● WORK TO COMPLETE
A – In the text about Washington University, condense the paragraph beginning "Our cover story in this issue" into a shorter paragraph that keeps its main facts.
B – From the text about Washington University, write out the passage word for word, starting at "Washington University in" and ending at "its storied campus.".
[[ EXTRACT TO READ, beginning ]]
Washington University in St. Louis has played a unique role my life. Though I was never registered there as a student, I spent a large part of my youth on its storied campus.
Our cover story in this issue features a transformative $280 million project called “Campus Next” which is focused on the east end of the Danforth Campus at Washington University. Growing up in University City, my family home was about five blocks from that area, but back then it was known as the Hilltop Campus. As a kid, I thought the Hilltop Campus moniker made a lot of sense given the elevation of the property and the steep hill which extended from the north side of the athletic complex down towards the old Channel 9 building and Forest Park Parkway. My siblings and I called that stretch of landscape “suicide hill” and it was our favorite destination for sledding. When we needed to thaw out between sledding runs, we found the perfect spot in the lower level laundry rooms of the married resident housing. Every Spring, our entire neighborhood crew looked forward to the annual Thurteen Carnival fundraisers. The rest of the year (assuming the statute of limitations for trespassing has run its course by now) I confess that we pretty much ran wild, exploring campus buildings, galleries, tunnels and engineering facilities. Those were much simpler times.
[[ EXTRACT TO READ, end ]]
[[ RECORD SET, beginning ]]
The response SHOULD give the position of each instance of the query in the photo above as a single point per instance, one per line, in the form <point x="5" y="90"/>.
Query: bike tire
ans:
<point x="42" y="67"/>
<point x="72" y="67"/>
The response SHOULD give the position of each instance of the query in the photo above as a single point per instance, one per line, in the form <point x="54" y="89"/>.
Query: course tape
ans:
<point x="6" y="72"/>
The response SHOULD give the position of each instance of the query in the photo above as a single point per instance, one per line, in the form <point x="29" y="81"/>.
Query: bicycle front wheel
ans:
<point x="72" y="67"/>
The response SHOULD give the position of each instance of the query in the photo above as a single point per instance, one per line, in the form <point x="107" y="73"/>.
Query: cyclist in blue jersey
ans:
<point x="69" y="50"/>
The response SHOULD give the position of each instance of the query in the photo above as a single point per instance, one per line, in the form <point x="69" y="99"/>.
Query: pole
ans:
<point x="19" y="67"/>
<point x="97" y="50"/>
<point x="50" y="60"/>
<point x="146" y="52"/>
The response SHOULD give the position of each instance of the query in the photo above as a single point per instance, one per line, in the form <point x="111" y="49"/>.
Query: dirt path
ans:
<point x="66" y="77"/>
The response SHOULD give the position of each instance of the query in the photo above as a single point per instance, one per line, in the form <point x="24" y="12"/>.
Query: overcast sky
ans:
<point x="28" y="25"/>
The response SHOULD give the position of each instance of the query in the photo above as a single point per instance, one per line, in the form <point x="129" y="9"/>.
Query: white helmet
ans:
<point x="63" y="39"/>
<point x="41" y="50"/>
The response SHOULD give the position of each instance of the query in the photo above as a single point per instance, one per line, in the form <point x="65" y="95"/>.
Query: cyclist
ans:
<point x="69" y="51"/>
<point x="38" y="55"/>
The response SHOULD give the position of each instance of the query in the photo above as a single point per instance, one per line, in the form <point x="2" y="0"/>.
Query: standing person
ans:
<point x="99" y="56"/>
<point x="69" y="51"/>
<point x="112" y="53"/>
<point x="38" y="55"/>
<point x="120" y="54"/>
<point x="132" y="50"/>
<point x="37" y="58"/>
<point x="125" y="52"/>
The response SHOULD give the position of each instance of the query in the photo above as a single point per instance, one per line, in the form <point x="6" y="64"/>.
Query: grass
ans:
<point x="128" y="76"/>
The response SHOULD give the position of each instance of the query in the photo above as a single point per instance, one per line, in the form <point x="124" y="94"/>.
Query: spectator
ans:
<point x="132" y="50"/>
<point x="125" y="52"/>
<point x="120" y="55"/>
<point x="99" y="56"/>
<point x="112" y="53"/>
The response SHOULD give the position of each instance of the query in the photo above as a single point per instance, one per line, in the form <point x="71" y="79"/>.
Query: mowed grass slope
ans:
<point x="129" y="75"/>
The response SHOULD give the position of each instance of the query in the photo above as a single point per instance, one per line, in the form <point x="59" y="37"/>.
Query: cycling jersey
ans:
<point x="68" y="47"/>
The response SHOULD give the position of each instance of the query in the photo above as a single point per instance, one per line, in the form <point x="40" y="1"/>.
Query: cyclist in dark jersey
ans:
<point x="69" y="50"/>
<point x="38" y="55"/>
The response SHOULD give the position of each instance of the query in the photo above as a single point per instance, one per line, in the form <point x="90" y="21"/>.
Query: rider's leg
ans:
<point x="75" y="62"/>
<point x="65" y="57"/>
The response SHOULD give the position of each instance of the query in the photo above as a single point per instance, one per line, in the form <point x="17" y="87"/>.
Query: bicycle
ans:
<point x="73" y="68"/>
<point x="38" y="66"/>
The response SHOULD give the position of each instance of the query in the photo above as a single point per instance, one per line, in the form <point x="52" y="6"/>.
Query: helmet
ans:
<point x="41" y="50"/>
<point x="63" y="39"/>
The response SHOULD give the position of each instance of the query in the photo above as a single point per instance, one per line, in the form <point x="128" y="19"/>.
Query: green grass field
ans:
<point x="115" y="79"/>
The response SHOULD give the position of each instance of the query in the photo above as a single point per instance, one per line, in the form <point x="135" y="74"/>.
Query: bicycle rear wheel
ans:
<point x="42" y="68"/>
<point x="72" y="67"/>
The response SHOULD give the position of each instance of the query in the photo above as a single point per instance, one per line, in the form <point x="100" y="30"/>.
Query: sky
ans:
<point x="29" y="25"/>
[[ RECORD SET, end ]]
● ANSWERS BELOW
A – The issue's cover story covers "Campus Next," a $280 million project on the east end of Washington University's Danforth Campus, once called the Hilltop Campus. The writer grew up in University City about five blocks away. As kids, the writer and siblings sledded down the steep slope north of the athletic complex, which they called "suicide hill," and warmed up in the laundry rooms of the married resident housing. Each spring the neighborhood looked forward to the Thurteen Carnival fundraisers. The rest of the year they roamed campus buildings, galleries, tunnels and engineering facilities.

B –
Washington University in St. Louis has played a unique role my life. Though I was never registered there as a student, I spent a large part of my youth on its storied campus.